▶ Text block:
===

Saturday, 11 October 2025

The LRR of Investments

When we talk about investments, there are three Pillars i.e.: Return, Risk, Liquidity

We can call them the tripod of investing. Let’s understand the importance of these factors:

Return – means how much your money can grow.

Risk – is the probability of losing money or not meeting expectations.

Liquidity – means how easily can I convert my investment into usable cash without suffering a significant loss in value?

While deciding about the investments, most of us are focused to return and risk but leave liquidity without bothering about it. That is not a smart decision, liquidity also deserves same importance along with return and risk.

Let us understand the importance of liquidity in the practical world:

Consider investment in real estate, one of the favourite asset class. It feels tangible and prestigious. But if one needs money due to some emergency,  can we sell it quickly ? The answer is usually no or not without accepting a lower price than the market rates.

Another example:  A ten-year single premium insurance policy. It looks safe, comes with a promise, and may even offer tax breaks. But ask yourself — what happens if you need the money in the fourth year? Will you get it back without penalties, delays, or a haircut in value?

 

So, why is liquidity so important in investment decisions?

In situations like job uncertainty or the untimely death of the main breadwinner, liquidity of the investments becomes a survival factor.  For example:

1.    In the absence of the main breadwinner of the family, the family needs to pay for the Immediate expenses like school fees, medical bills, groceries, utilities, EMIs etc., and only liquid assets can cover these on an immediate basis.

===

▶ Exercise tasks:
(1) In the investing text, what does risk mean?
(2) Copy word for word the part of the investing text that opens with the words containing "The LRR of Investments" and closes with "not meeting expectations.".
Answer from the investing text only.

▶ Given records:
===

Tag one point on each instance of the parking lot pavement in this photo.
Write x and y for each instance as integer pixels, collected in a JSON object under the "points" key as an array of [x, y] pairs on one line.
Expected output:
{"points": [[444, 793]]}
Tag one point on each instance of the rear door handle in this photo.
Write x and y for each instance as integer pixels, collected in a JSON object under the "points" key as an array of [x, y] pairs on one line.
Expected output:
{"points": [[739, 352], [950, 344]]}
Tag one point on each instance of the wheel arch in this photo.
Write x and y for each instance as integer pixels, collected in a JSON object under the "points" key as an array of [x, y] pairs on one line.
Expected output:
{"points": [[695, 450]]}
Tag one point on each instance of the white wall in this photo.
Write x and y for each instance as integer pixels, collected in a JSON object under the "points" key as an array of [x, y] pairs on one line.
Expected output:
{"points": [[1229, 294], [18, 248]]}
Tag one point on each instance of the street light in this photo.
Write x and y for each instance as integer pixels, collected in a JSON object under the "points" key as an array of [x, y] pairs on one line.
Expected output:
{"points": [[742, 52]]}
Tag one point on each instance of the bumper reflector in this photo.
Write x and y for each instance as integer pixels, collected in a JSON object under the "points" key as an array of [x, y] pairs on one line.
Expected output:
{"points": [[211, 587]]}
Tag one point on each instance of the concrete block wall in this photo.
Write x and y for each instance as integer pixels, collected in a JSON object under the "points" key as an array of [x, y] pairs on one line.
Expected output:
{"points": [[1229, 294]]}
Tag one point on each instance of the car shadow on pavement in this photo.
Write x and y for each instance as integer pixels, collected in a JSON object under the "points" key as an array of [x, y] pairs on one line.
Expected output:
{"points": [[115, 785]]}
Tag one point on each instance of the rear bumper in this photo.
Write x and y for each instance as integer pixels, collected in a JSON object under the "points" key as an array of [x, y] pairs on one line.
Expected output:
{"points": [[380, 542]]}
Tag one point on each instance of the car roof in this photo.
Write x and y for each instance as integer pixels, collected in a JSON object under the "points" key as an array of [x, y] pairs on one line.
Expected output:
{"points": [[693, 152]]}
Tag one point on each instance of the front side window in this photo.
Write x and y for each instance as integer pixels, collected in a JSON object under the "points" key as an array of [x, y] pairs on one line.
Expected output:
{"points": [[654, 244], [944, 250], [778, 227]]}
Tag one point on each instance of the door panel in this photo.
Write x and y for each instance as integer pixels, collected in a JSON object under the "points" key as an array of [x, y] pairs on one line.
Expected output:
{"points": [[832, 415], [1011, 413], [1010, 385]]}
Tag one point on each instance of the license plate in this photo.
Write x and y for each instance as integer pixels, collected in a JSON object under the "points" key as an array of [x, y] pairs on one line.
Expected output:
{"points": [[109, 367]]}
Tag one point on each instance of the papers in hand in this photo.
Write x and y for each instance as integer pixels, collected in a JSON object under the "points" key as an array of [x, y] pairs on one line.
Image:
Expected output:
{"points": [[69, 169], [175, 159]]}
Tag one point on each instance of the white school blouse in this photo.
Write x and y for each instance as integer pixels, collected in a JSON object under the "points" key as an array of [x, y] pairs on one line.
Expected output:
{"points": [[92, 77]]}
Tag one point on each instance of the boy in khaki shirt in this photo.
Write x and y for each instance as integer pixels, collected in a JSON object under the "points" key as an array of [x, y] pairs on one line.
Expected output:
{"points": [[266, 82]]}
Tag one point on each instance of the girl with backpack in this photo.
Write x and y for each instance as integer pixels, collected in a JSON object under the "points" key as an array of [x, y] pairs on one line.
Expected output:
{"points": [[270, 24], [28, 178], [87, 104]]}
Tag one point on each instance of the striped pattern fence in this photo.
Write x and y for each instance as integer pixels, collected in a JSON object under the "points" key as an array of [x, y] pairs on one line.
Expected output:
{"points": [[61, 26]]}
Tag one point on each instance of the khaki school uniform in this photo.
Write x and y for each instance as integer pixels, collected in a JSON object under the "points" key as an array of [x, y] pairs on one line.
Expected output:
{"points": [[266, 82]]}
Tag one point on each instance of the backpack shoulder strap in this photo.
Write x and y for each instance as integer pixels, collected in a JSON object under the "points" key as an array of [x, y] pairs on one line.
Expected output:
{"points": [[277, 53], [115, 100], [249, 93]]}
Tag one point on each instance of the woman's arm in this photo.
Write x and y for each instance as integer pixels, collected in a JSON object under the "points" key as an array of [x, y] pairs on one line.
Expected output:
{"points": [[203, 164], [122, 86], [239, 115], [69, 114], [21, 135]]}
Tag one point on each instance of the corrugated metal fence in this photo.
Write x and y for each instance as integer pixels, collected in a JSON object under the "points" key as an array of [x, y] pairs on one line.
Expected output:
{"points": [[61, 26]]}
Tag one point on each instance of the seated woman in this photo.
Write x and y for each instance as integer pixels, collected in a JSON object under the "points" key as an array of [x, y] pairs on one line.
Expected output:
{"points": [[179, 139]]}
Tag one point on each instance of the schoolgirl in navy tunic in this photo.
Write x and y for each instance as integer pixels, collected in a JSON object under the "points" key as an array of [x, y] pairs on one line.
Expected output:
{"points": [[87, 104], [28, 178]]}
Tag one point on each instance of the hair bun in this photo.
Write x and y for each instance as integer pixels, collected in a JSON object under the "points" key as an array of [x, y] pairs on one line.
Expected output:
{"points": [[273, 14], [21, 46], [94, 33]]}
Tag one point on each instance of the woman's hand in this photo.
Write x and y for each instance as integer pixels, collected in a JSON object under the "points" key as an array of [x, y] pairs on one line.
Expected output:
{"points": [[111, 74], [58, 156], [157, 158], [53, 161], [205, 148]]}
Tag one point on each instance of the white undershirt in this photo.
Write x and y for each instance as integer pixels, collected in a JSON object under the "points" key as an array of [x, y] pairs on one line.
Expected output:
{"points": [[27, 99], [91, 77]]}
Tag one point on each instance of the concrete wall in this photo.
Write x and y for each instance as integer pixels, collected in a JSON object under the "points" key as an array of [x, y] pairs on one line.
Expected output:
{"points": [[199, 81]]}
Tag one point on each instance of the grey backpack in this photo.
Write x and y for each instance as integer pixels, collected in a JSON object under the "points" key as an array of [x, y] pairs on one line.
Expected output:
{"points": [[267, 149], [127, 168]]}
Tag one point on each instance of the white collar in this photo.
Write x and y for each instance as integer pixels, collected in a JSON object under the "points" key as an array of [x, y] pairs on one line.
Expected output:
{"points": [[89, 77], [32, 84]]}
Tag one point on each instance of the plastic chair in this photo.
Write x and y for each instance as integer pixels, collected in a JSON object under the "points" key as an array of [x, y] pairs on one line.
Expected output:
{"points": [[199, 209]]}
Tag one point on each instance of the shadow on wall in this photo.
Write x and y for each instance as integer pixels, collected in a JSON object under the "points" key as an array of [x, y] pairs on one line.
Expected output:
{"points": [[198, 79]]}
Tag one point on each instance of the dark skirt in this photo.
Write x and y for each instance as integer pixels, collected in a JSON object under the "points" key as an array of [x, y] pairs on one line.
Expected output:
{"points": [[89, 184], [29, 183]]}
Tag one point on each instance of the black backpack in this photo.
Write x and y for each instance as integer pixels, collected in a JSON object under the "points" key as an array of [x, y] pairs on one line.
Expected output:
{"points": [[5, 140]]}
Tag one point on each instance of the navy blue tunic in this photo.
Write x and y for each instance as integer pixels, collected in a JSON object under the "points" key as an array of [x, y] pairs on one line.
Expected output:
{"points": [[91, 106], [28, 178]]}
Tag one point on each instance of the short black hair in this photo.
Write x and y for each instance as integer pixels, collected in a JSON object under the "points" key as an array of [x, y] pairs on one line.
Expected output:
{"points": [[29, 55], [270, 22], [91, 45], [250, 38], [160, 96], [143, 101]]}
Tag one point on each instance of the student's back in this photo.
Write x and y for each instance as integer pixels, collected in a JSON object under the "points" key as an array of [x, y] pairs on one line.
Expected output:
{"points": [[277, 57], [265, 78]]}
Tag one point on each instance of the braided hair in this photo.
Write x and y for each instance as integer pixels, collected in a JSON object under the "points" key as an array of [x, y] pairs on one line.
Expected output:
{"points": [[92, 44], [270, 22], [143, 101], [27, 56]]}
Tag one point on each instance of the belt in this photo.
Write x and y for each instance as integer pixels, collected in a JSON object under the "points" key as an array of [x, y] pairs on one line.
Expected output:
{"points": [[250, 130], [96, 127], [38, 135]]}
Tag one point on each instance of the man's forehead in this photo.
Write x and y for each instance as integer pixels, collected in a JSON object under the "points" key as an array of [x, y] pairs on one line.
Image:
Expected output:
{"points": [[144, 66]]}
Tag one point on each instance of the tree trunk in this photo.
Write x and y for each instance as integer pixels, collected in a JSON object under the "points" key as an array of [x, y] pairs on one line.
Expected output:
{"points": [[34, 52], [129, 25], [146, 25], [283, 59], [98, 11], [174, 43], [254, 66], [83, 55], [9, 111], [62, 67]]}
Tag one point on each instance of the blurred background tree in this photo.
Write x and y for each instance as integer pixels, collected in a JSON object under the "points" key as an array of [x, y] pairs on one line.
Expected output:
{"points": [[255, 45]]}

===

▶ Solution list:
(1) The probability of losing money or not meeting expectations.

(2)
The LRR of Investments

When we talk about investments, there are three Pillars i.e.: Return, Risk, Liquidity

We can call them the tripod of investing. Let’s understand the importance of these factors:

Return – means how much your money can grow.

Risk – is the probability of losing money or not meeting expectations.